> Data
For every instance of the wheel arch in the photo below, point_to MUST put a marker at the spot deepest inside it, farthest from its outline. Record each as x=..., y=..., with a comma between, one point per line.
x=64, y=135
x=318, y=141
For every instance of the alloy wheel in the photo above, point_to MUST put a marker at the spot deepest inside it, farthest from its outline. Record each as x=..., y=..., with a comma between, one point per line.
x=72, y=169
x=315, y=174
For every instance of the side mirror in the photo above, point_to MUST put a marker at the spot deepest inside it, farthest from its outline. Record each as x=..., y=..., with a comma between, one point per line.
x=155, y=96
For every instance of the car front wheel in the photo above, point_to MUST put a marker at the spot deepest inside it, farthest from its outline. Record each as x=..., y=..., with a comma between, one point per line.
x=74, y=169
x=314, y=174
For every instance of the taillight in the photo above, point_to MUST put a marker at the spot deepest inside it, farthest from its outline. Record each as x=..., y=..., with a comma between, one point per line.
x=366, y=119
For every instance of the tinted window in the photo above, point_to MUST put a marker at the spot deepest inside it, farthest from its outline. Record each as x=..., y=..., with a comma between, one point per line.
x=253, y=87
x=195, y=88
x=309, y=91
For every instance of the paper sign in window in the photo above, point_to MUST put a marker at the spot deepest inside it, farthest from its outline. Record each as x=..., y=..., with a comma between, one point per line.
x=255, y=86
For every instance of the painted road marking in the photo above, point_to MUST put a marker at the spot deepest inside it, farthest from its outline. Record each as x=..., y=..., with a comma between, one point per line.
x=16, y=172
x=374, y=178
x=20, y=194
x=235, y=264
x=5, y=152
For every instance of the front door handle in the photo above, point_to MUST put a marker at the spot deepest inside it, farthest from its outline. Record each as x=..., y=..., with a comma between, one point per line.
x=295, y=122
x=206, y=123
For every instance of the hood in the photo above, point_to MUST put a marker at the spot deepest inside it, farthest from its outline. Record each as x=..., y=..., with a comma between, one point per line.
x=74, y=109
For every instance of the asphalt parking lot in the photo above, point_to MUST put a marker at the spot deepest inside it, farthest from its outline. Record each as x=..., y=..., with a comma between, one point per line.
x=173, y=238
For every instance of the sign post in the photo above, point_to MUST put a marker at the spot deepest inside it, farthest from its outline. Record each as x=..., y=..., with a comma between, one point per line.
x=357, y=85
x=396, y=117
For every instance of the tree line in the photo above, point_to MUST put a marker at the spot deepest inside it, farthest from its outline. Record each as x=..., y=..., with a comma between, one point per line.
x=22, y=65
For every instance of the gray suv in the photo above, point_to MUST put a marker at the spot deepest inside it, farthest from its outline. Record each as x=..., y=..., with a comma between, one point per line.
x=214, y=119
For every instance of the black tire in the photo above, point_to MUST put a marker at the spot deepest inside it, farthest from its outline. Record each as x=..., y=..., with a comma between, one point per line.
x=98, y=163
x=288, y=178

> What is expected
Each line of the listing is to be repeated exactly.

> Written reply
For every instance of the wheel arch in the photo below, point_to MUST put a marker at the spot deepest inside it, farthest from its outline. Record each as x=..., y=..., with a comma between, one point per line.
x=64, y=135
x=318, y=141
For every instance of the alloy wheel in the photo above, point_to MUST put a marker at the spot deepest inside it, farthest from its outline. Record each as x=..., y=..., with a comma between, one point per line.
x=72, y=169
x=315, y=174
For every instance of the side mirror in the photo above, point_to MUST put a marker at the spot deepest inside it, farthest from its outline. Record each as x=..., y=..., with a comma between, one point per line.
x=155, y=96
For every instance of the car front wheel in the photo above, point_to MUST put a marker at the spot deepest inside it, farthest from its outline. Record each as x=..., y=..., with a comma between, one point per line.
x=74, y=169
x=314, y=174
For every instance of the taillight in the photo above, point_to MUST put a marker at the spot deepest inside it, farthest from its outline. Record each as x=..., y=..., with a comma between, one point per line.
x=366, y=119
For every instance of the tinted window in the photo above, point_to MUST put a marker at the spot deepest inside it, farthest from its outline. Record each as x=..., y=..., with a comma between, one point per line.
x=253, y=87
x=195, y=88
x=309, y=91
For every instance of the paper sign in window in the photo above, point_to MUST put a marker at the spot deepest inside it, farthest from its outline. Record each as x=..., y=..., with a comma between, one point per line.
x=255, y=86
For every instance of the painted road marking in the photo above, point_to MUST put a marker at the spot deepest inside it, farthest from its outline. Record each as x=..., y=..., with a comma between, one point per line.
x=16, y=172
x=374, y=178
x=20, y=194
x=235, y=264
x=5, y=152
For every instance of the front door handle in the photo above, point_to MUST put a marker at the spot deepest inside it, farthest from its outline. Record each as x=..., y=..., with a comma between, one point per line.
x=295, y=122
x=206, y=123
For every instance of the hood in the photo above, point_to MUST put a marker at the spot deepest inside it, farthest from its outline. Record each as x=..., y=..., with a comma between, one point per line.
x=74, y=109
For every instance of the asphalt parking lot in the photo above, point_to MUST put a marker at the spot deepest inside it, farthest from its outline. Record each as x=..., y=..., with a comma between, one point per line.
x=173, y=238
For every instance of the sign post in the photo above, point_to MUST put a marker at the spot deepest inside it, farthest from its outline. Record each as x=..., y=..., with a comma between, one point per line.
x=357, y=85
x=396, y=117
For every instance of the tree line in the photo above, point_to MUST put a marker at the spot deepest inside it, farthest from its outline. Record each as x=..., y=..., with a comma between, one point per line.
x=22, y=65
For every instance of the gray suv in the photo above, point_to MUST put a marker at the spot deepest inside it, farthest from its outline. Record each as x=..., y=..., with a comma between, one point per line.
x=214, y=119
For every instance of the black tire in the photo above, point_to MUST put a marker at the spot deepest inside it, farthest from its outline. Record each as x=..., y=..., with a comma between, one point per line.
x=98, y=163
x=288, y=178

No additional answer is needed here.